▶ _What you are asked to do_: Format the records that follow as a numbered list with one entry per line, skipping blank lines and leaving out the picture lines.

▶ _Items_:

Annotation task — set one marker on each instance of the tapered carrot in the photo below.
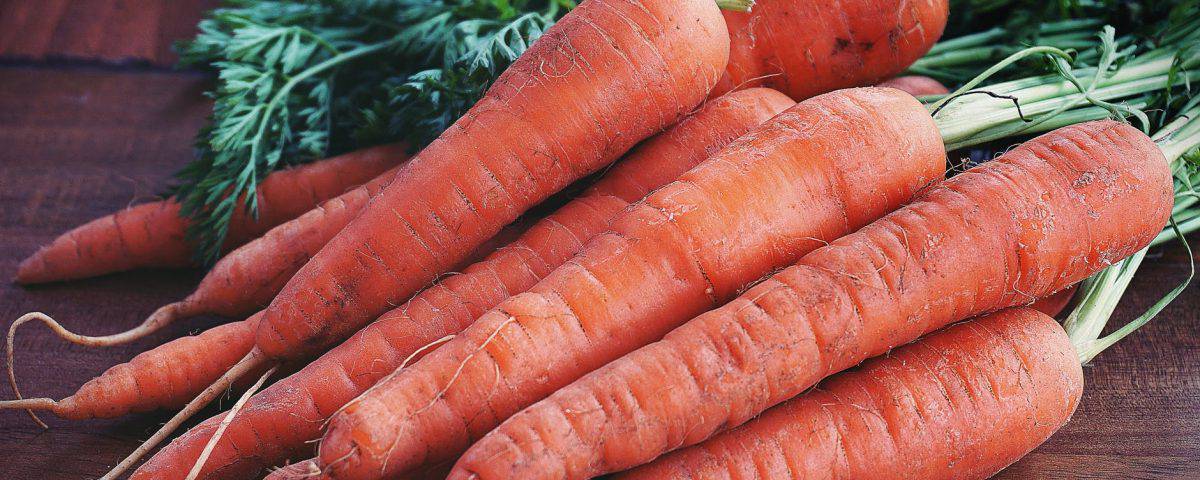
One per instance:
(961, 403)
(1041, 217)
(281, 421)
(153, 234)
(165, 377)
(804, 48)
(916, 85)
(606, 76)
(245, 280)
(780, 191)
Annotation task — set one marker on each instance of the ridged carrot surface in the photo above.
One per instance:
(811, 174)
(961, 403)
(1042, 216)
(280, 421)
(609, 75)
(810, 47)
(153, 234)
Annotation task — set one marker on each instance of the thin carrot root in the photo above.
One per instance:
(160, 318)
(225, 424)
(252, 360)
(306, 469)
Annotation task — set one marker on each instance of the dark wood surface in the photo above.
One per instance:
(81, 141)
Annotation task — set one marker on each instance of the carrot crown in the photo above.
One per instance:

▶ _Solution to the exercise_:
1. Annotation task — set one marker on each instance of the tapered carrot in the photo below.
2. One per instance:
3. (961, 403)
4. (1041, 217)
5. (281, 421)
6. (153, 234)
7. (165, 377)
8. (804, 48)
9. (916, 85)
10. (606, 76)
11. (245, 280)
12. (780, 191)
13. Annotation task — set one marker on each instance of the ridged carrot surface in the photo above.
14. One per instance:
15. (811, 174)
16. (961, 403)
17. (1042, 216)
18. (280, 421)
19. (609, 75)
20. (810, 47)
21. (153, 234)
22. Annotation task — set one marker on each instance of the thin carrot root in the photo above.
23. One per instance:
24. (160, 318)
25. (225, 424)
26. (252, 360)
27. (306, 469)
28. Annotation task — set one marker on each instance of the dark wood surface in the photo above.
29. One per instance:
30. (81, 141)
31. Annotation task — set one marker on each instance of the carrot crown in the photo above.
32. One per instance:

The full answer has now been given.